Registros guardados
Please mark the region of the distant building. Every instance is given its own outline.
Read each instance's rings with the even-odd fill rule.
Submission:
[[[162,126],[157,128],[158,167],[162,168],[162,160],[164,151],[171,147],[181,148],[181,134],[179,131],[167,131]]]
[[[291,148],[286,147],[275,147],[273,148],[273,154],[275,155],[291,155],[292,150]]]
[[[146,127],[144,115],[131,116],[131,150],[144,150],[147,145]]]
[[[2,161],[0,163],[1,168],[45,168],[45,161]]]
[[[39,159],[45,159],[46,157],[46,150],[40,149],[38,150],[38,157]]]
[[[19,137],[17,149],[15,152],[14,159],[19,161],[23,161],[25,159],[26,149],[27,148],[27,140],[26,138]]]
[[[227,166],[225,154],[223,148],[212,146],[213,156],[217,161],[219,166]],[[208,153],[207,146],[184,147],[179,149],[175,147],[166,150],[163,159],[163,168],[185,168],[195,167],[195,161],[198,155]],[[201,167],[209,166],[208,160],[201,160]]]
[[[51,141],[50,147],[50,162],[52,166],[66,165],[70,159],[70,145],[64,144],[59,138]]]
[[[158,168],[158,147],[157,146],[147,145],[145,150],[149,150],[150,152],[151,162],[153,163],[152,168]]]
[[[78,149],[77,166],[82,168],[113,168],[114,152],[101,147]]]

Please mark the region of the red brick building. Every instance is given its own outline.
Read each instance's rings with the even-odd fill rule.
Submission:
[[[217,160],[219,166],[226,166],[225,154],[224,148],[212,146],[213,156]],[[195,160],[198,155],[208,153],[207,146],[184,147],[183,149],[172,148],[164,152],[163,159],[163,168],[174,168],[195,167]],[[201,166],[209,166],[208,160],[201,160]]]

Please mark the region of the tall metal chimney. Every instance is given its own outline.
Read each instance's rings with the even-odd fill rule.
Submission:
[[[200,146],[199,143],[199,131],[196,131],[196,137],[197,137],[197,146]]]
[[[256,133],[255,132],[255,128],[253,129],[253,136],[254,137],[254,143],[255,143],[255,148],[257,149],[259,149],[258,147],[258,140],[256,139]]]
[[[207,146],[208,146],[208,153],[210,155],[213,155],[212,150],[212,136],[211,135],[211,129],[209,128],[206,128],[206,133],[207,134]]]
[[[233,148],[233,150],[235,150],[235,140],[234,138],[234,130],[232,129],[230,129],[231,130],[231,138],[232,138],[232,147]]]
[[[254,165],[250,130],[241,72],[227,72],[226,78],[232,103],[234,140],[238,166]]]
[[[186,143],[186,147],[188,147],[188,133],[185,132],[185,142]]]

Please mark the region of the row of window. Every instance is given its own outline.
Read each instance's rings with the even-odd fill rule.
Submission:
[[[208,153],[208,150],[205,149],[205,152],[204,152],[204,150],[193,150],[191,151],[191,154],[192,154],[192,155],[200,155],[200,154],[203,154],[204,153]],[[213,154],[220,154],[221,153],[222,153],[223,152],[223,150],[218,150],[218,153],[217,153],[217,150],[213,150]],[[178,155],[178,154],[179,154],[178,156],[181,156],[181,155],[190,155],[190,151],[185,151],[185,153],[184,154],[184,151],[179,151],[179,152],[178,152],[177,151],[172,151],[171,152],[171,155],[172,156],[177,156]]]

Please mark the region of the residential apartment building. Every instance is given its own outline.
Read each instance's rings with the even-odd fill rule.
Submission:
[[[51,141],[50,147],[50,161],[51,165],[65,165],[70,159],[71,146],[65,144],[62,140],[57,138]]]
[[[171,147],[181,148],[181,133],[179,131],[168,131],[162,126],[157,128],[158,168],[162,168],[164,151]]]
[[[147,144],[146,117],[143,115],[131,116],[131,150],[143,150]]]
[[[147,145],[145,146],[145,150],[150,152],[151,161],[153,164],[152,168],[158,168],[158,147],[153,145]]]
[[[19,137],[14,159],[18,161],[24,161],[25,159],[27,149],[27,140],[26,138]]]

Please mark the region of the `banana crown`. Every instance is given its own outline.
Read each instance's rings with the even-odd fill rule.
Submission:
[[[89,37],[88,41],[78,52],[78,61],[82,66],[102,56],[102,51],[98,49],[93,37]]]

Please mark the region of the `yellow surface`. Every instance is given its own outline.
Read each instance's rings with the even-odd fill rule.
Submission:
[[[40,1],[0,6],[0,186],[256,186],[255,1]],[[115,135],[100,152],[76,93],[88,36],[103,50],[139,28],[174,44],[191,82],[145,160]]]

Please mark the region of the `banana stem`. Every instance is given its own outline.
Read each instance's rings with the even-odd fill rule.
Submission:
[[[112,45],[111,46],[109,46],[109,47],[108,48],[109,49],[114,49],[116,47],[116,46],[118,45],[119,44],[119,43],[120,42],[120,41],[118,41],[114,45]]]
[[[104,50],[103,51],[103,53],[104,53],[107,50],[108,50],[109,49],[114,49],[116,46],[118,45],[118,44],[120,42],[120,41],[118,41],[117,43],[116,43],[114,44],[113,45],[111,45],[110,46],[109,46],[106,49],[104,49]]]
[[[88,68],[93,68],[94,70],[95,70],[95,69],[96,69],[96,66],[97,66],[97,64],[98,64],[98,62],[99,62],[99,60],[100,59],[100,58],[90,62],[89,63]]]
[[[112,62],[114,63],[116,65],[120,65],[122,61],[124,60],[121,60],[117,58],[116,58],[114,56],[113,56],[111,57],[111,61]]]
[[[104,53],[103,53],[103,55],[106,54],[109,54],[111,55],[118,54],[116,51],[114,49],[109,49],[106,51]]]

INSTRUCCIONES DE TRABAJO
Indica cuántas líneas de los registros contienen la cadena "building", teniendo en cuenta mayúsculas y minúsculas. Responde únicamente con el número.

RESPUESTA
3